Listed records:
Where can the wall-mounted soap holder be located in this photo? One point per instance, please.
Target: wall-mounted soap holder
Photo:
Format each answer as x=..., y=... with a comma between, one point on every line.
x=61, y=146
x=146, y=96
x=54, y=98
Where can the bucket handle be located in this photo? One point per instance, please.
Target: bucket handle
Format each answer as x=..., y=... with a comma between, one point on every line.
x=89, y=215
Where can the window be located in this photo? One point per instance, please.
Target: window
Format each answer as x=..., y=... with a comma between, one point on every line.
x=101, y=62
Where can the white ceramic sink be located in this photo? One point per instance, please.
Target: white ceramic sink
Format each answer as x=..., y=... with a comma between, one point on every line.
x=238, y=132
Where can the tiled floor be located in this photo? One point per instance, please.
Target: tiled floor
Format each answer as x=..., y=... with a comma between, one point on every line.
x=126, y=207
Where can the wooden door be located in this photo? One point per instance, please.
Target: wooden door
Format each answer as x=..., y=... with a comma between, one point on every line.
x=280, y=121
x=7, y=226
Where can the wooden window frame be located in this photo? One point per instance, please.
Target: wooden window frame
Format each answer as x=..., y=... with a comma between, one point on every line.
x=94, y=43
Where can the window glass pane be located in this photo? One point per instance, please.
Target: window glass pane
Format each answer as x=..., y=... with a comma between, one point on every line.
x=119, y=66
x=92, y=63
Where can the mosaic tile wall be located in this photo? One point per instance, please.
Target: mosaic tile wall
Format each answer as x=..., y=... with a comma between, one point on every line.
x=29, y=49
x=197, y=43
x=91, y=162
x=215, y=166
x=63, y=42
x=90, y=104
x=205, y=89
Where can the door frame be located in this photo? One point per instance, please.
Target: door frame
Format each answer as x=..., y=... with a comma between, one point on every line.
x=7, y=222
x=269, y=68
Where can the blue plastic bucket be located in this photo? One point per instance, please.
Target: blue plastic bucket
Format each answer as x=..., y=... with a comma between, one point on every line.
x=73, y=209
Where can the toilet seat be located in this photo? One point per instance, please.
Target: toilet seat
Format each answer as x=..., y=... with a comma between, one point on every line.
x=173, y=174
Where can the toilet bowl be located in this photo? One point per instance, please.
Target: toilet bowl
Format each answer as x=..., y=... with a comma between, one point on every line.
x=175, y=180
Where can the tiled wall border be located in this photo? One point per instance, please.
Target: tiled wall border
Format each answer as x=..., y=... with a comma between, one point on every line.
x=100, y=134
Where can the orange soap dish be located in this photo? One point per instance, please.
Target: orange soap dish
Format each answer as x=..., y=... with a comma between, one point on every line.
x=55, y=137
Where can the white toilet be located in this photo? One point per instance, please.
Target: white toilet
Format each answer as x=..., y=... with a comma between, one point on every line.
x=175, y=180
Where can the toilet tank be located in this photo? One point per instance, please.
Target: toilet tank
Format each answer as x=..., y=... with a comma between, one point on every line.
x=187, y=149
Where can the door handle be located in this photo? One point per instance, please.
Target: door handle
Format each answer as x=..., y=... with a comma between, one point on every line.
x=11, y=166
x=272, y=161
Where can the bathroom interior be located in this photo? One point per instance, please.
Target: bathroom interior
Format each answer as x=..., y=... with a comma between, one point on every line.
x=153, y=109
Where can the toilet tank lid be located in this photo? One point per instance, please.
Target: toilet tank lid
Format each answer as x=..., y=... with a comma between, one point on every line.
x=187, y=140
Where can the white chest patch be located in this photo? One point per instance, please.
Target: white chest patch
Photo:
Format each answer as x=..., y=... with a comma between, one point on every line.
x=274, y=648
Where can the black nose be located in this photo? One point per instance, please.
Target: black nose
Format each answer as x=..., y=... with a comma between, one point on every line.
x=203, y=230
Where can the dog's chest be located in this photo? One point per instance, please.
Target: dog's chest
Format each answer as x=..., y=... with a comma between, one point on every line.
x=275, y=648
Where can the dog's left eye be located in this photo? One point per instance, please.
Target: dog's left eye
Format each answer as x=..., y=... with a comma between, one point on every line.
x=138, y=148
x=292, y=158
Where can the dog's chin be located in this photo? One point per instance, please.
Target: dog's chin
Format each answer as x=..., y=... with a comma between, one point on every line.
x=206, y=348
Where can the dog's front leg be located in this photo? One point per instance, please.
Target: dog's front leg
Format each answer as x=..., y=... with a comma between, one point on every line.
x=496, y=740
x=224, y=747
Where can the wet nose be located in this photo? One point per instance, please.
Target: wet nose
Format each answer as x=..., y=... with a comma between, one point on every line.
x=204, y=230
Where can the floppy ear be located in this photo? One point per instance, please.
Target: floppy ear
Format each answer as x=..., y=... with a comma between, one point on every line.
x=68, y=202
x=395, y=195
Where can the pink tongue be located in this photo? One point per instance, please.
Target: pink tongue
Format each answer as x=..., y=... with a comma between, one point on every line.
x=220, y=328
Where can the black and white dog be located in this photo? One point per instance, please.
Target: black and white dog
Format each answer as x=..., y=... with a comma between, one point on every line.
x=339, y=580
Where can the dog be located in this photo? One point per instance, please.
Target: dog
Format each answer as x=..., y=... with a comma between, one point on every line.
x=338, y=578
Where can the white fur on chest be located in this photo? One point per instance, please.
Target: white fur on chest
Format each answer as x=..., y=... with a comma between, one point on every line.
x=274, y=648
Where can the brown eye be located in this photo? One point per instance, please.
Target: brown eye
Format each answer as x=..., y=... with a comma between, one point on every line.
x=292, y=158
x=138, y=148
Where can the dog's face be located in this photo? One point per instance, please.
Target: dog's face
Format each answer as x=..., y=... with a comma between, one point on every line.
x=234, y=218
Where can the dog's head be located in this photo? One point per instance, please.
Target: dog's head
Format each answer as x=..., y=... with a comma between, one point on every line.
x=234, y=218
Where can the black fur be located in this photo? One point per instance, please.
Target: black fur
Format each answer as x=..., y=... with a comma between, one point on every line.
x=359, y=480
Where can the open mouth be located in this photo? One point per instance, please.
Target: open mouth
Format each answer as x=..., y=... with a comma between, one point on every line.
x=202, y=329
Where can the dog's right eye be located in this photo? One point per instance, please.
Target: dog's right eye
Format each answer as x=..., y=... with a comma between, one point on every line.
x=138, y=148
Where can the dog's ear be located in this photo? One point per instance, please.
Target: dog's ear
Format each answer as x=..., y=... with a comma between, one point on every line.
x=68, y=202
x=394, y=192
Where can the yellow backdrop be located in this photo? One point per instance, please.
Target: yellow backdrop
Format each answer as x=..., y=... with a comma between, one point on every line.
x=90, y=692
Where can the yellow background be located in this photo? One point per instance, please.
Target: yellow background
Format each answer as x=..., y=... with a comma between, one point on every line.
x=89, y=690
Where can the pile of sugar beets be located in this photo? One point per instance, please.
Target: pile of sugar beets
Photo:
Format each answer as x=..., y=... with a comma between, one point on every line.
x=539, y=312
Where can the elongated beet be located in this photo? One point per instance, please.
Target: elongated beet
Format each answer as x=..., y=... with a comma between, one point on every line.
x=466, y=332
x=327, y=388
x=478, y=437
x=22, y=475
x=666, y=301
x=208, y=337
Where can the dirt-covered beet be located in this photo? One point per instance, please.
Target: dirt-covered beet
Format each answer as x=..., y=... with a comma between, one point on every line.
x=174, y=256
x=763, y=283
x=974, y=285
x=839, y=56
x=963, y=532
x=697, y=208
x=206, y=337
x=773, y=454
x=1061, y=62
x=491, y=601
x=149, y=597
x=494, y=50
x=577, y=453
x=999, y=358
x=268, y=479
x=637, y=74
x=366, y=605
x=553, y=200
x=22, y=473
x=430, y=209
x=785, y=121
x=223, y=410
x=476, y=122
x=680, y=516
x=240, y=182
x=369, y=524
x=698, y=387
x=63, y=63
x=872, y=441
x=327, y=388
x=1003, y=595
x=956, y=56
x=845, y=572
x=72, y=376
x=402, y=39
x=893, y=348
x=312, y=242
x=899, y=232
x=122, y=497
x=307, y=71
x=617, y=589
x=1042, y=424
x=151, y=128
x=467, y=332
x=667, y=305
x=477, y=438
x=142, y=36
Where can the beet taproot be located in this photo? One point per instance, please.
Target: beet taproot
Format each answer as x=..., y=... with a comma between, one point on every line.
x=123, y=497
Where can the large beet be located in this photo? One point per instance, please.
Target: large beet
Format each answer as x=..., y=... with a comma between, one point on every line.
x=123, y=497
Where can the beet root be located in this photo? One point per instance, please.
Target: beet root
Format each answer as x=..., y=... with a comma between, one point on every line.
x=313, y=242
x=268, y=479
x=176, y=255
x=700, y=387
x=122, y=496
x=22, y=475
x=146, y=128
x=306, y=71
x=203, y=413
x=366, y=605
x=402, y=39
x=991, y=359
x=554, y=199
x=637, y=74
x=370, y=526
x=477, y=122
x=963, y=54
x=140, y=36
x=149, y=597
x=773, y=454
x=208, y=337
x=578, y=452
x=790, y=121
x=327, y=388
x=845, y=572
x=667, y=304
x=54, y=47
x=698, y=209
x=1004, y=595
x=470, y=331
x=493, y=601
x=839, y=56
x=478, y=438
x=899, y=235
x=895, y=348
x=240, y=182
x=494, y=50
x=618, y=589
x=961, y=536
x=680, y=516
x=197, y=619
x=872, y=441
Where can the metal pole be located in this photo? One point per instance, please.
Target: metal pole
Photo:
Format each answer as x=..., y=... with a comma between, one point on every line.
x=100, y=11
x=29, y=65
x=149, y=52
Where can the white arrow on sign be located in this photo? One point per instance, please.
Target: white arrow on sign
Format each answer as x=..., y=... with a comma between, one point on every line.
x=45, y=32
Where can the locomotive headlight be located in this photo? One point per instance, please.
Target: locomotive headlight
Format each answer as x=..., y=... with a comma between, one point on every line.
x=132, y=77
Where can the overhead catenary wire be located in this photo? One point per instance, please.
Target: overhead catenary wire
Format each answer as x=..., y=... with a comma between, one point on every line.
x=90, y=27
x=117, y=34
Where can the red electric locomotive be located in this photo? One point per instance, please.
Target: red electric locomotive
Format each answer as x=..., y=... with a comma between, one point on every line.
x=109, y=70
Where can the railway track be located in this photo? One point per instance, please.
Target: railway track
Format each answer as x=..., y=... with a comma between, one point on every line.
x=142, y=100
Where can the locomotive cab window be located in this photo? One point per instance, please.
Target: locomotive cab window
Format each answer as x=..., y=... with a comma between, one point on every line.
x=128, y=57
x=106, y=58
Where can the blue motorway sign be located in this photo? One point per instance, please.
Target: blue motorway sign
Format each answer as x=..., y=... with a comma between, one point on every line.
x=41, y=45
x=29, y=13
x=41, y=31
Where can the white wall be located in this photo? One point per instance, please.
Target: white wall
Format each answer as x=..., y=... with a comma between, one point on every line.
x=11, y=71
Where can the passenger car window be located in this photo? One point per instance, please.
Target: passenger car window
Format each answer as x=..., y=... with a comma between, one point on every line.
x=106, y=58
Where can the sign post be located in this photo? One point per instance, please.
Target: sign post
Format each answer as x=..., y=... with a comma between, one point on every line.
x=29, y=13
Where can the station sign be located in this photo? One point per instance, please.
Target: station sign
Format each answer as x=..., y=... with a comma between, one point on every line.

Work instruction:
Show all lines from the data that contain "border".

Solution:
Where can the tiled wall border be located in this photo? One point per instance, please.
Target: tiled wall border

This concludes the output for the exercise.